**Excerpt provided**
^^^^

‘Show me my cross’
Religion | What Japan’s 16th-century hidden Christians can offer 21st-century Christians living in a hostile culture
by Makoto Fujimura
Posted 5/13/17, 11:28 am
In Silence and Beauty—a runner-up for WORLD’s 2016 Book of the Year in the Understanding the World category—Japanese-American artist-author Makoto Fujimura points out that Japanese write their word for Christianity in katakana (the alphabet used for foreign objects) rather than traditional—ideograms kanji. He then offers an outside-inside look at Japanese culture in light of the resurgent novel Silence by Shusaku Endo and the film by Martin Scorsese based on the book. Silence and Beauty is part memoir, part cultural treatise, and part expedition into Japan’s 16th-century hidden Christians—the subject of the Shusaku novel, which Fujimura summarizes in an appendix. He has much to offer 21st-century Christians who ponder how faith can express itself in a hostile culture. We offer an excerpt from Silence and Beauty below, courtesy of InterVarsity Press. —Mindy Belz
Francis Xavier’s Japan, The Beginning of Trauma
When the Portuguese Jesuit missionary Francis Xavier entered Japan through Kagoshima in 1549, he told the priests who accompanied him that Japan was quite different from the other countries they had visited to evangelize. Endo notes in Silence, “Japan is undoubtedly, as Saint Francis Xavier said, ‘the country in the Orient most suited to Christianity.’” Xavier noted the high level of literacy among the Japanese, and he began translating the Bible into the native language, which he did not attempt to do in other countries.
At least initially, missionaries’ work in the sixteenth to seventeenth centuries met with great success. Revival broke out in Kyoto (the imperial capital at that time) with over 130,000 converts; later the number grew to nearly 300,000. Sen no Rikyu, one of the most influential cultural figures of that era, had one of his wives convert to Christianity, and he is said to have attended mass. The art of tea that he refined takes on the form of the “passing of the cup,” with sweet morsels that will be broken and tasted before the tea is taken. Many of his seven disciples were exiled due to their faith in Christ.

^^^^

**Information provided**
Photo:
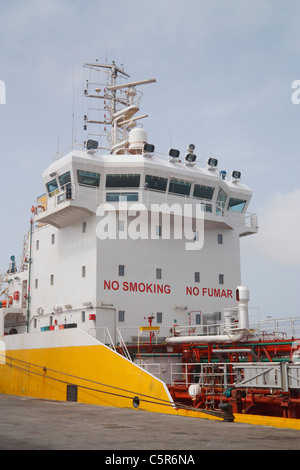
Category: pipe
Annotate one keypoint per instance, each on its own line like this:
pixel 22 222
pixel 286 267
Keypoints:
pixel 236 335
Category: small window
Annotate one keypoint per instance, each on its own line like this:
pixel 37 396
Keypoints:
pixel 121 315
pixel 121 225
pixel 64 179
pixel 123 181
pixel 88 178
pixel 52 186
pixel 221 199
pixel 179 187
pixel 156 183
pixel 158 230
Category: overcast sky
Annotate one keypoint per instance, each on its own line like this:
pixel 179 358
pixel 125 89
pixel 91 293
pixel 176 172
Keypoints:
pixel 224 71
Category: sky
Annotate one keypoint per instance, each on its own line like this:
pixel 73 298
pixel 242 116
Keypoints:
pixel 225 71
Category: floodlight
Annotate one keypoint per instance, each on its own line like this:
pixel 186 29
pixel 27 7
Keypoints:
pixel 92 145
pixel 236 175
pixel 149 148
pixel 190 157
pixel 212 162
pixel 173 153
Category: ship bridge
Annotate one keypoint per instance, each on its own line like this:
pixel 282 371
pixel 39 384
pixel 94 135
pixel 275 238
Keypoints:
pixel 84 179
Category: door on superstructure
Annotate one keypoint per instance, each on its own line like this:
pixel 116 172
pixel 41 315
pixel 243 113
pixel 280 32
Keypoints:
pixel 24 294
pixel 106 325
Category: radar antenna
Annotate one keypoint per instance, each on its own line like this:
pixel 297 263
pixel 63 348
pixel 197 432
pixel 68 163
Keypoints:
pixel 120 103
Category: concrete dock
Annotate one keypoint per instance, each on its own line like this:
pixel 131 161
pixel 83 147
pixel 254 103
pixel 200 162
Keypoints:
pixel 32 424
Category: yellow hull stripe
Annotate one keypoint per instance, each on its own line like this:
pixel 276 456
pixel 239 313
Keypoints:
pixel 103 378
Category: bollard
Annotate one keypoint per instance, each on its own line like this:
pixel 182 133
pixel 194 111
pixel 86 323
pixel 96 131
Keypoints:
pixel 228 413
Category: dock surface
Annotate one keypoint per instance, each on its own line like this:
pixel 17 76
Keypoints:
pixel 33 424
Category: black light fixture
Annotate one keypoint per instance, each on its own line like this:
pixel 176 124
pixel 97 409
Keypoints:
pixel 212 162
pixel 173 153
pixel 148 148
pixel 190 157
pixel 92 144
pixel 236 175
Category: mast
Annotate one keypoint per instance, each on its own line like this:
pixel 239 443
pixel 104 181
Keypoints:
pixel 120 101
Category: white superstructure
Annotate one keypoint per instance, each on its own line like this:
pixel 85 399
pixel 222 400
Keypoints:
pixel 125 234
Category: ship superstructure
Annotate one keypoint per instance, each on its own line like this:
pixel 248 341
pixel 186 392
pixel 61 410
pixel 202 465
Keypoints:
pixel 133 250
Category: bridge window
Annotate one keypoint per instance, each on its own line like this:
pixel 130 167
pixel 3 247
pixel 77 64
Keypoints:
pixel 116 197
pixel 203 192
pixel 88 178
pixel 179 187
pixel 64 179
pixel 236 205
pixel 156 183
pixel 123 181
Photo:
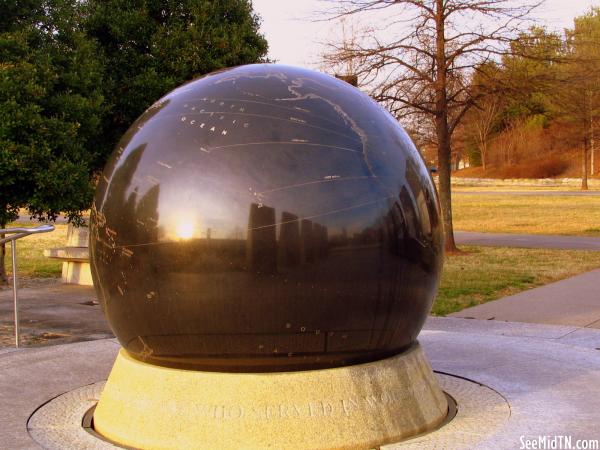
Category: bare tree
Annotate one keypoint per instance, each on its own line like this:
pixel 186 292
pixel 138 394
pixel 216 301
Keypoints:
pixel 483 123
pixel 421 68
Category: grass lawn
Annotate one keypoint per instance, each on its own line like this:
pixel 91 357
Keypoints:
pixel 489 273
pixel 480 275
pixel 569 215
pixel 523 188
pixel 31 262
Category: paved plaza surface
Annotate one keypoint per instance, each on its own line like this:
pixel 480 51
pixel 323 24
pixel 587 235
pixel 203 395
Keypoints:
pixel 549 376
pixel 53 313
pixel 539 350
pixel 527 240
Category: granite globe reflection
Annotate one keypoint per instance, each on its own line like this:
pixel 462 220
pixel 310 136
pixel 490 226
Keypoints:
pixel 265 218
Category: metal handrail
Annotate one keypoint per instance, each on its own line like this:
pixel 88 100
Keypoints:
pixel 18 233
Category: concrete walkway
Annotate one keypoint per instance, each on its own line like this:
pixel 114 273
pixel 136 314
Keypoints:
pixel 527 240
pixel 574 301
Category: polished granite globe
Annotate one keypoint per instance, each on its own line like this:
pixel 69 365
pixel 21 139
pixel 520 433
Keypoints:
pixel 265 218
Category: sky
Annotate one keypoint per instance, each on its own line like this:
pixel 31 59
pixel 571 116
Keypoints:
pixel 295 39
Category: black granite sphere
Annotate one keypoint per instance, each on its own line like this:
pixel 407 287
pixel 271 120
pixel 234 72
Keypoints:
pixel 265 218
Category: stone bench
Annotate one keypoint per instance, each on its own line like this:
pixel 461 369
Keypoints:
pixel 75 257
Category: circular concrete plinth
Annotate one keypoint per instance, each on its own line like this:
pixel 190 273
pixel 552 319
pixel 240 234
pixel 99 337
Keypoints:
pixel 353 407
pixel 57 425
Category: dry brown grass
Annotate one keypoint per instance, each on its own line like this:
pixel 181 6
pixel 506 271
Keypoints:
pixel 567 215
pixel 483 274
pixel 31 262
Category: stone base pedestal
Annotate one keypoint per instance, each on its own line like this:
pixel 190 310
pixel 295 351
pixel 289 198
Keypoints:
pixel 353 407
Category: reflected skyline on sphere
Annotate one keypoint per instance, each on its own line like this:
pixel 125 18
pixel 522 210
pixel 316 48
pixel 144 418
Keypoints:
pixel 265 218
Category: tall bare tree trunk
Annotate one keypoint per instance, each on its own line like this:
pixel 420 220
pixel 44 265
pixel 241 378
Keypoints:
pixel 592 149
pixel 483 151
pixel 585 164
pixel 442 130
pixel 3 275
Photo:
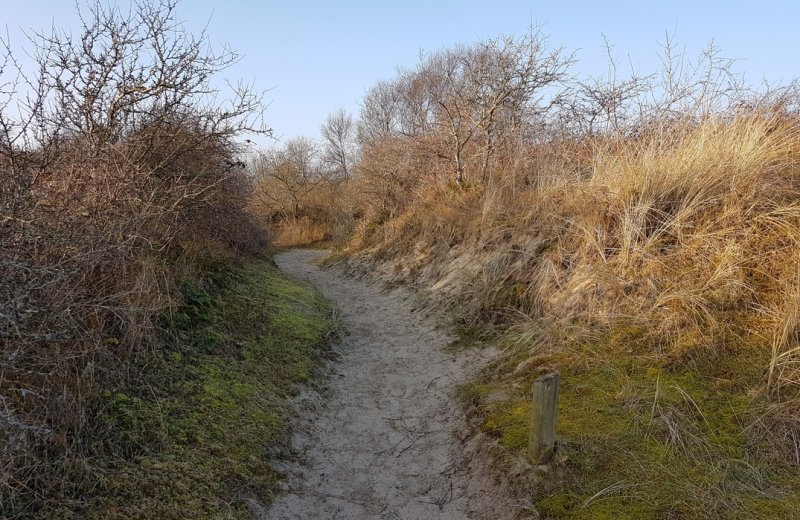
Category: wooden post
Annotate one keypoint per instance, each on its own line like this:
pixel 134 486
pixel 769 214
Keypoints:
pixel 542 439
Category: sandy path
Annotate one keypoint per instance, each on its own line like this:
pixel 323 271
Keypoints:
pixel 387 441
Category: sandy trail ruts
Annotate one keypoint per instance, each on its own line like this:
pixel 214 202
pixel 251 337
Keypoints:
pixel 387 440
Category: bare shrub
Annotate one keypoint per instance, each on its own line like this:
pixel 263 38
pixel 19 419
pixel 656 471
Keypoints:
pixel 119 175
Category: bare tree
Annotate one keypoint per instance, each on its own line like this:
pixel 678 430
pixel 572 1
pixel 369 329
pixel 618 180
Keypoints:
pixel 286 176
pixel 339 153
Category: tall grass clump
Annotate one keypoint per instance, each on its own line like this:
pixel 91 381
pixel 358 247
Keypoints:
pixel 629 232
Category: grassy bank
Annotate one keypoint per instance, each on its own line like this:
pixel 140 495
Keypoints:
pixel 661 283
pixel 187 436
pixel 638 438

^^^^

**Given problem**
Copy out the passage on Japan's hidden Christians from "At least initially, missionaries’" up to and including "faith in Christ.", keeping every word and punctuation mark unchanged.

**Finished exercise**
At least initially, missionaries’ work in the sixteenth to seventeenth centuries met with great success. Revival broke out in Kyoto (the imperial capital at that time) with over 130,000 converts; later the number grew to nearly 300,000. Sen no Rikyu, one of the most influential cultural figures of that era, had one of his wives convert to Christianity, and he is said to have attended mass. The art of tea that he refined takes on the form of the “passing of the cup,” with sweet morsels that will be broken and tasted before the tea is taken. Many of his seven disciples were exiled due to their faith in Christ.